斎藤研・杉本研合同基礎輪講 2015

第3回:射影変換・座標系変換・エピポーラ幾何(3月9日~3月13日)

3週目は,射影変換・座標系変換・エピポーラ幾何を扱います.
とくに,AR(Augmented Reality)などの技術では,3次元情報と2次元情報を変換する座標系変換が非常に重要です.
今週のトピックに関連して3つの行列について学びます.「H-Matrix」, 「P-Matrix」「F-Matrix」の3つです.
イメージモザイキングでは「H-Matrix」,カメラキャリブレーションでは「P-Matrix」,エピポーラ幾何では「F-Matrix」を学習します.


1.イメージモザイキング

2つの画像の視点の対応を取ることで,パノラマ画像を生成することが可能です.
その際,重要となる技術が,射影変換というものです.
射影変換を行うことで疑似的に別視点からの画像を生成することができます.
射影変換する際に,必要な情報として,H-Matrixがあります.

H-Matrixについて

ある視点の画像を別の視点に射影変換する行列がH-Matrixです.
H-Matrixは,2つの画像中の対応点を取ることで,求める事が可能です.
以下に入力画像を示します.

視点1 視点2

これらの画像に対して,対応点を取ることで,H-Matrixを計算することができます.
下に対応点を取った各視点画像,視点1の画像を視点2に変換した結果画像を表示します.

対応点・視点変換結果

視点変換後,2枚の画像を重ね合わせる事でパノラマ画像を作成することができます.

余談ですが,ちゃんと対応点を取ったのに変換が上手くいかなかった人はいますか?
対応点を正しく4点以上とれていたとしても,変換が上手くいかないときもあります.(ヒント:対応する点の3次元的な奥行き…。)
基礎輪講やこれからの研究でもそうですが,うまくいった結果だけ見せるのではなく,
うまくいかなかった結果を見せ,その考察や改善を発表するという事も大事です. 失敗は恥ずべきことではありません.そのようなスタンスで今後も取り組んで言ってください.

(未加工の行)
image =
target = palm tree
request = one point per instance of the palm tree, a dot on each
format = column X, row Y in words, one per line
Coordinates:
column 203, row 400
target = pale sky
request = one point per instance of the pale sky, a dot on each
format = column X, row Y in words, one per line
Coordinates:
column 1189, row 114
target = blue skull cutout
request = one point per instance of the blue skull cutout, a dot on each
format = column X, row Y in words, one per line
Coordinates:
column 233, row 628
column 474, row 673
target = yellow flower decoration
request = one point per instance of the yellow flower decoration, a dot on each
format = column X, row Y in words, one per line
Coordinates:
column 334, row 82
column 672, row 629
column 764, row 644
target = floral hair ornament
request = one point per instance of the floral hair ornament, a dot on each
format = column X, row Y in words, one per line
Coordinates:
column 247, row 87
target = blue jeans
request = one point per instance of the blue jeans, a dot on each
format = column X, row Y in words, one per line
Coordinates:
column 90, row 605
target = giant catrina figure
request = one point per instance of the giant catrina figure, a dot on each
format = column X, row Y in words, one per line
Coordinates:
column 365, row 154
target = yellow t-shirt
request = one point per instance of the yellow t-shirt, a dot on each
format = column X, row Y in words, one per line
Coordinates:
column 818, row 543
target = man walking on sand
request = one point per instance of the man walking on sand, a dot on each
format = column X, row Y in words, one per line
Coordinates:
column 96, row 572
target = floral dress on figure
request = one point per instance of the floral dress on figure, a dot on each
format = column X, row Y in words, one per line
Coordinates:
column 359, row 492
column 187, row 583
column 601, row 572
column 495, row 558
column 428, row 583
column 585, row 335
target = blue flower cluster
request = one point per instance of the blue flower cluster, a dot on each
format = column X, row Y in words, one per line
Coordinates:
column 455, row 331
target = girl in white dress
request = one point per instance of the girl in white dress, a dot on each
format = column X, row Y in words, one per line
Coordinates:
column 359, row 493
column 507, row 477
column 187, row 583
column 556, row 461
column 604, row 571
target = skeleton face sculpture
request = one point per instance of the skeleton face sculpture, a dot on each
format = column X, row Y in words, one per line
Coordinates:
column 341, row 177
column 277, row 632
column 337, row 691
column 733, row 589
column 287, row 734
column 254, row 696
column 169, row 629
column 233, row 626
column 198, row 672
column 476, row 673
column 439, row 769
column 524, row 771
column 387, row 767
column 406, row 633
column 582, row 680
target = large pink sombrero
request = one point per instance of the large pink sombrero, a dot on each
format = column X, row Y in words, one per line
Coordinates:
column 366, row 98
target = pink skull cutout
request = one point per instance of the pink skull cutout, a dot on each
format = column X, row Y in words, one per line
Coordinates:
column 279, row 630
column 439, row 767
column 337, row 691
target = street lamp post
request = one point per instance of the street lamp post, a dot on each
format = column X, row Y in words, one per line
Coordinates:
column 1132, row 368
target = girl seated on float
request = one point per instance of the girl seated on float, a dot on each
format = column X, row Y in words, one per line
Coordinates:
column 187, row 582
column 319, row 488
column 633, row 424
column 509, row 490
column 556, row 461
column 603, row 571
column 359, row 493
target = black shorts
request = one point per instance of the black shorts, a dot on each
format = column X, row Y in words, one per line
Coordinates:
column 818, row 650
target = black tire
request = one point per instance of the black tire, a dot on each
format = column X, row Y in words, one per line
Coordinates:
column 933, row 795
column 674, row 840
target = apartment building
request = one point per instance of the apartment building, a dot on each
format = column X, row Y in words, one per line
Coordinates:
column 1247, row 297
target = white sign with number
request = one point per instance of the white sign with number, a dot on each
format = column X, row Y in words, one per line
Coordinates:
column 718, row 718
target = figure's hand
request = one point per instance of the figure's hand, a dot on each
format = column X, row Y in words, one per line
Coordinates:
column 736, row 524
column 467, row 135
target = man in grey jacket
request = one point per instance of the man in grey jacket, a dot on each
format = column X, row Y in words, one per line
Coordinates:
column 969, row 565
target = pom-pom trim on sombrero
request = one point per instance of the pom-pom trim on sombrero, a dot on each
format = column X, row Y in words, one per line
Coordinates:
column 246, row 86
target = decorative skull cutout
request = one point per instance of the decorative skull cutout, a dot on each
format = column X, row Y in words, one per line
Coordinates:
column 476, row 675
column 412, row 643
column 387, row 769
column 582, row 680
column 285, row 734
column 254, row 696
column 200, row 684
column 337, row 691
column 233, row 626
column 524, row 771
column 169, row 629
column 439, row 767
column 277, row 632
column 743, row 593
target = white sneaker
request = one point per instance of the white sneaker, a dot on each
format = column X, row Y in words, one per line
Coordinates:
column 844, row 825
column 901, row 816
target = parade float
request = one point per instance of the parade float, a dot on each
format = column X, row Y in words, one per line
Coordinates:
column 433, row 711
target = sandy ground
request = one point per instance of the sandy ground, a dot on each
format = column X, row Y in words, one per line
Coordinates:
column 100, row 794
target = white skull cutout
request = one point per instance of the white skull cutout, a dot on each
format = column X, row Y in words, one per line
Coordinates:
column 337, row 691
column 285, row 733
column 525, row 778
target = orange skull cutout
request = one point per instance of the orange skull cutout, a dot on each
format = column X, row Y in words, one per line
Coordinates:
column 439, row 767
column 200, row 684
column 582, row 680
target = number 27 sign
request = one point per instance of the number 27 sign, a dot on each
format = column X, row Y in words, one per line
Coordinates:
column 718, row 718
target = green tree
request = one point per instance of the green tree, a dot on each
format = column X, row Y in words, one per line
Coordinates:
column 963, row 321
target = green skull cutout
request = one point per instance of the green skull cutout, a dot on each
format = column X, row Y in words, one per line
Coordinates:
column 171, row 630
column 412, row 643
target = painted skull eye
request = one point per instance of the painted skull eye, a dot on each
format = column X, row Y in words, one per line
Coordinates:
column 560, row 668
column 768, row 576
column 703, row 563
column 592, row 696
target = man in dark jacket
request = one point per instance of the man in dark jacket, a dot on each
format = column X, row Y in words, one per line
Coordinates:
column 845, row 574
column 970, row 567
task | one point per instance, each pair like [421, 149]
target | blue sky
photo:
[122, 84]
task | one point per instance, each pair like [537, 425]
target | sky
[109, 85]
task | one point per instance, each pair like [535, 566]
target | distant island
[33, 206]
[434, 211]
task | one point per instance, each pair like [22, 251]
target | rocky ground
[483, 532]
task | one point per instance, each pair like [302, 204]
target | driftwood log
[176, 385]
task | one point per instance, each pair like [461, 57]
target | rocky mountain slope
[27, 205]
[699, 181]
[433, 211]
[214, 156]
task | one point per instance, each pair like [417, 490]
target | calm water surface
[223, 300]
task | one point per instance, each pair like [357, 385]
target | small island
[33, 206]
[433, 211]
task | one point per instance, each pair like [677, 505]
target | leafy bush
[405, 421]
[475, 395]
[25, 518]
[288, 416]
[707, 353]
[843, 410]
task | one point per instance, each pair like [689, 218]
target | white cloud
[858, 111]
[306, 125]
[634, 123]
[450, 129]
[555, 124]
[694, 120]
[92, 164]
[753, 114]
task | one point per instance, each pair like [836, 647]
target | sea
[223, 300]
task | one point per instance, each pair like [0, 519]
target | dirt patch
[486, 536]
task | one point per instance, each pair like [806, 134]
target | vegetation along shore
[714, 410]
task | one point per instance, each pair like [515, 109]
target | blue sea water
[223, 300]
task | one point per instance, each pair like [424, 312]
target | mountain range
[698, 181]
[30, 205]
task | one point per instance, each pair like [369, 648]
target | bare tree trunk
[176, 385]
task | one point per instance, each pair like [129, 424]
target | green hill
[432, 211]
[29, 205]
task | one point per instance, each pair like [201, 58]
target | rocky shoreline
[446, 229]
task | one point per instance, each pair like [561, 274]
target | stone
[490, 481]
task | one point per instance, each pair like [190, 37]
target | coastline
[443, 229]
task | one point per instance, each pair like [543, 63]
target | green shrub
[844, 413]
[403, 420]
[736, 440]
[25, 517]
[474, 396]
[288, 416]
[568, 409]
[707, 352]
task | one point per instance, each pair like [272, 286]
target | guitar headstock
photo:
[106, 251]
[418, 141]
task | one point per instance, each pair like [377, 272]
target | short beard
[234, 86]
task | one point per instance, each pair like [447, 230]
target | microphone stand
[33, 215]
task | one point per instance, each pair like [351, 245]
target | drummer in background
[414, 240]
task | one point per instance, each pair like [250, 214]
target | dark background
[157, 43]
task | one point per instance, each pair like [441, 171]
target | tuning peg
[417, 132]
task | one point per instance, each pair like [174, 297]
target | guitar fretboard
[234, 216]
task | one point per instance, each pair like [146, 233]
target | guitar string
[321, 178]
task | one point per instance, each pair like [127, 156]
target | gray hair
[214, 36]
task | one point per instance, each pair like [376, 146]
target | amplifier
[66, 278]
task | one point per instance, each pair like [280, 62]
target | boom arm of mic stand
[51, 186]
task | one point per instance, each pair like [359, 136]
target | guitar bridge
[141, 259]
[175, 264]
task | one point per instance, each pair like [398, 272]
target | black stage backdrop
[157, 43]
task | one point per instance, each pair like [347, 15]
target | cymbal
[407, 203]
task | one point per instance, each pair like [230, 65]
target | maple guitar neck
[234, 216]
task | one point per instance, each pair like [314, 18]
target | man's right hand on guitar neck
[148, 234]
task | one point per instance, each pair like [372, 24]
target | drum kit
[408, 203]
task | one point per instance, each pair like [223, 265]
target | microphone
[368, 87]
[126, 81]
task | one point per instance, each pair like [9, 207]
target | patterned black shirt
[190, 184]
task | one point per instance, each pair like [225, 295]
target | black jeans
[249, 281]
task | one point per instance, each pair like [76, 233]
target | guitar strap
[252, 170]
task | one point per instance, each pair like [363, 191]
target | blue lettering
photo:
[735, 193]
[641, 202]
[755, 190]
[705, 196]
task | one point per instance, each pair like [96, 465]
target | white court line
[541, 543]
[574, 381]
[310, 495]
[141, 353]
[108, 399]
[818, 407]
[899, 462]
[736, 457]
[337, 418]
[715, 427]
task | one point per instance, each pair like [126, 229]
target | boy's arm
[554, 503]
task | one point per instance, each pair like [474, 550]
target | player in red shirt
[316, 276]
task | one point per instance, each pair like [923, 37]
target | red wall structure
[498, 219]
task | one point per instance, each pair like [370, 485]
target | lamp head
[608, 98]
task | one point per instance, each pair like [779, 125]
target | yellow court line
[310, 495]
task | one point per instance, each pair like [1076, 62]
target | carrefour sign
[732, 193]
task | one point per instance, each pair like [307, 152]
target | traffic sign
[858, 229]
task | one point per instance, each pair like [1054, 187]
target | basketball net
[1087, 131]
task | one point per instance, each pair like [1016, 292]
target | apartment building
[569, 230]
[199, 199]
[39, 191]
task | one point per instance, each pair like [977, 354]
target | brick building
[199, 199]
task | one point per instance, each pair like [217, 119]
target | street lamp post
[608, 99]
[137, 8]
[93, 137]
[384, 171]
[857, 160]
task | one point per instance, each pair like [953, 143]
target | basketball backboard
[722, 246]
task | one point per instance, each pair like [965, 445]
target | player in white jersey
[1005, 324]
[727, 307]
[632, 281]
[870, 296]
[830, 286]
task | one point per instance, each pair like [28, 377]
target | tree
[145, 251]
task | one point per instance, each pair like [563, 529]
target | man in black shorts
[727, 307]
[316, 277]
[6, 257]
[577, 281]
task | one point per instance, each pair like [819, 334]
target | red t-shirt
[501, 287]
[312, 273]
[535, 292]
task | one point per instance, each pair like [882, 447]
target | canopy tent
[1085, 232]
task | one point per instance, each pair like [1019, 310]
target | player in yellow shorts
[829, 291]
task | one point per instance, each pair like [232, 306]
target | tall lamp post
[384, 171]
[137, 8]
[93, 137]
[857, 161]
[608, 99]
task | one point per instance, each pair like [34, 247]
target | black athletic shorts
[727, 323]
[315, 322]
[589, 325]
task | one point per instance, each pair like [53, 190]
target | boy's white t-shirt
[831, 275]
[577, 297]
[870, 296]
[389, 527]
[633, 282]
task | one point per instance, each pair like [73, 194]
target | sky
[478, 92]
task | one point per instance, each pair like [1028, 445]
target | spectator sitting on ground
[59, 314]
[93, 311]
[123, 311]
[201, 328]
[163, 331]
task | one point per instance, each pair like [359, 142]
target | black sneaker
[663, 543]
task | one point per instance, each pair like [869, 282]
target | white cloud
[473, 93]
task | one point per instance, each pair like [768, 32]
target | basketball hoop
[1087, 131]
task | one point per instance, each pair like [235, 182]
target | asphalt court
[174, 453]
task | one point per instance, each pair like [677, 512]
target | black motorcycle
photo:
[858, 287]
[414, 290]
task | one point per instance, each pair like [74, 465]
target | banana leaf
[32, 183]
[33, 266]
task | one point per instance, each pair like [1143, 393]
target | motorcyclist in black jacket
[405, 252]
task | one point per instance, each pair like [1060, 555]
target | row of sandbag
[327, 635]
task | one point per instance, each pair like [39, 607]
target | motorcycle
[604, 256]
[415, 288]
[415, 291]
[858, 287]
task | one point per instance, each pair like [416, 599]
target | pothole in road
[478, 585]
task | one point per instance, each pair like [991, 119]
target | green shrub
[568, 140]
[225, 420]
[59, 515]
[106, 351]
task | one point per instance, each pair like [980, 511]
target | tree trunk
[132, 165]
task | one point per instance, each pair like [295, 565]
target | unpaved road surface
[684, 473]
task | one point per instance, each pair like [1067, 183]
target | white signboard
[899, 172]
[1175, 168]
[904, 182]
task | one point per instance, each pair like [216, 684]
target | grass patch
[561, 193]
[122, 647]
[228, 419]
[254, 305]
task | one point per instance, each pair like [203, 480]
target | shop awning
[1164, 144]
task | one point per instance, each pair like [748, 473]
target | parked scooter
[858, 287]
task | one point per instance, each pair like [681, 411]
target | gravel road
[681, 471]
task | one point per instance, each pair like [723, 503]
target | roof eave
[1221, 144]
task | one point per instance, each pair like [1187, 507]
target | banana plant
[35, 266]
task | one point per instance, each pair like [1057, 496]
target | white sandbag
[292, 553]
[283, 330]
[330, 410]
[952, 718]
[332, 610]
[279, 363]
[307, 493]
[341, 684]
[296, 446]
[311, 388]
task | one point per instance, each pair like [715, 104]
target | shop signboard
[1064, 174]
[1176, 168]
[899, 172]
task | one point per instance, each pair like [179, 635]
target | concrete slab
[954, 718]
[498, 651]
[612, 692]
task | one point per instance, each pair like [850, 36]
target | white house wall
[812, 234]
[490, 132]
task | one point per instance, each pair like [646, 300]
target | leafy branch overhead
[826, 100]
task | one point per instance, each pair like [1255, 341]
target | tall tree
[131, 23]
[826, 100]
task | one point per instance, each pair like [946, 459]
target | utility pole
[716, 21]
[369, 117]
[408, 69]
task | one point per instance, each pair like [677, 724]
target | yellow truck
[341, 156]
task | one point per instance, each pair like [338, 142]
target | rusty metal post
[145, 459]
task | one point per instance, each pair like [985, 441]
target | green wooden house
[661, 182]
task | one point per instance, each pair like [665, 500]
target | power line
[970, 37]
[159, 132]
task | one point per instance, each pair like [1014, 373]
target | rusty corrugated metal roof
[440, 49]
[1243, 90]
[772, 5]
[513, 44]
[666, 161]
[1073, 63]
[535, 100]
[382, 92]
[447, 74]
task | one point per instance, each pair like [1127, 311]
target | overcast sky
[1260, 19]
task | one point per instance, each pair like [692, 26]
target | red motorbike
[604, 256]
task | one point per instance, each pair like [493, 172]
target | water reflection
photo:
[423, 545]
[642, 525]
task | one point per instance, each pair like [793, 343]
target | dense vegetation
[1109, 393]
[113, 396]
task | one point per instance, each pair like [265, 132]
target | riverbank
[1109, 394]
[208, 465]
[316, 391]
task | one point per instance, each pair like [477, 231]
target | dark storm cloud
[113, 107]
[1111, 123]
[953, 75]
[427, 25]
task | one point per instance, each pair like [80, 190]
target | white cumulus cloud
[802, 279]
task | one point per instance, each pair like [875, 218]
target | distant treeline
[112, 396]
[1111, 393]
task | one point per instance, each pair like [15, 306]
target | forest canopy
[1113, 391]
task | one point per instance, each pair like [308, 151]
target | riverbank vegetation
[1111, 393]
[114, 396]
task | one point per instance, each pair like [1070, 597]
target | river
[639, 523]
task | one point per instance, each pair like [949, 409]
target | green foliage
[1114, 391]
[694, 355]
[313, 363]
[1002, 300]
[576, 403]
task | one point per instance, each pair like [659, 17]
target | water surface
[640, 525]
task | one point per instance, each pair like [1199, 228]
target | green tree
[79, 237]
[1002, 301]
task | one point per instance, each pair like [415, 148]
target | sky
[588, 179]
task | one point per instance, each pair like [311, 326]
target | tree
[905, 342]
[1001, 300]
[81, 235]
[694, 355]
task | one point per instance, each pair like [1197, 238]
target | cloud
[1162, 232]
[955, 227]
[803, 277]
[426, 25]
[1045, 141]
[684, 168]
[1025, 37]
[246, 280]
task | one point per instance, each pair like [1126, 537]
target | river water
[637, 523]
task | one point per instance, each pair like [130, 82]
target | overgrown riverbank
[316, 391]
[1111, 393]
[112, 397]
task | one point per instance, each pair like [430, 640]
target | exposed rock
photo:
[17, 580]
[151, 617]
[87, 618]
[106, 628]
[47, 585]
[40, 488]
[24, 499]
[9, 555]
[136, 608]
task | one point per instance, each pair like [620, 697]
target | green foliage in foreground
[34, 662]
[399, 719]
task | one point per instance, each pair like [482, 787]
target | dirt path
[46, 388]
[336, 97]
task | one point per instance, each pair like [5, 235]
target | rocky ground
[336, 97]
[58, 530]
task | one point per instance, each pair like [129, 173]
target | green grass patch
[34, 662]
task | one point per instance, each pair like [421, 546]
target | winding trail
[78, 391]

> 課題 A
次の(i)~(iii)が読解文の内容と合っているかを,それぞれ「はい」か「いいえ」で答え,判断の根拠となる読解文の語句をそのまま引用しなさい.
(i) H-Matrixは,2つの画像中の対応点を取ることで求められる.
(ii) カメラキャリブレーションでは「F-Matrix」を学習する.
(iii) 対応点を正しく4点以上取れば,変換は必ずうまくいく.
> 課題 B
入力行のうち,「target = parade float」を含む行から「column 963, row 321」を含む行までについて,「a dot on each」を「one dot on each」に書き換えて示しなさい.

> 出力全体 A
(i) はい.「H-Matrixは,2つの画像中の対応点を取ることで,求める事が可能です.」
(ii) いいえ.「カメラキャリブレーションでは「P-Matrix」」
(iii) いいえ.「対応点を正しく4点以上とれていたとしても,変換が上手くいかないときもあります.」

> 出力全体 B
target = parade float
request = one point per instance of the parade float, one dot on each
format = column X, row Y in words, one per line
Coordinates:
column 433, row 711
target = sandy ground
request = one point per instance of the sandy ground, one dot on each
format = column X, row Y in words, one per line
Coordinates:
column 100, row 794
target = white skull cutout
request = one point per instance of the white skull cutout, one dot on each
format = column X, row Y in words, one per line
Coordinates:
column 337, row 691
column 285, row 733
column 525, row 778
target = orange skull cutout
request = one point per instance of the orange skull cutout, one dot on each
format = column X, row Y in words, one per line
Coordinates:
column 439, row 767
column 200, row 684
column 582, row 680
target = number 27 sign
request = one point per instance of the number 27 sign, one dot on each
format = column X, row Y in words, one per line
Coordinates:
column 718, row 718
target = green tree
request = one point per instance of the green tree, one dot on each
format = column X, row Y in words, one per line
Coordinates:
column 963, row 321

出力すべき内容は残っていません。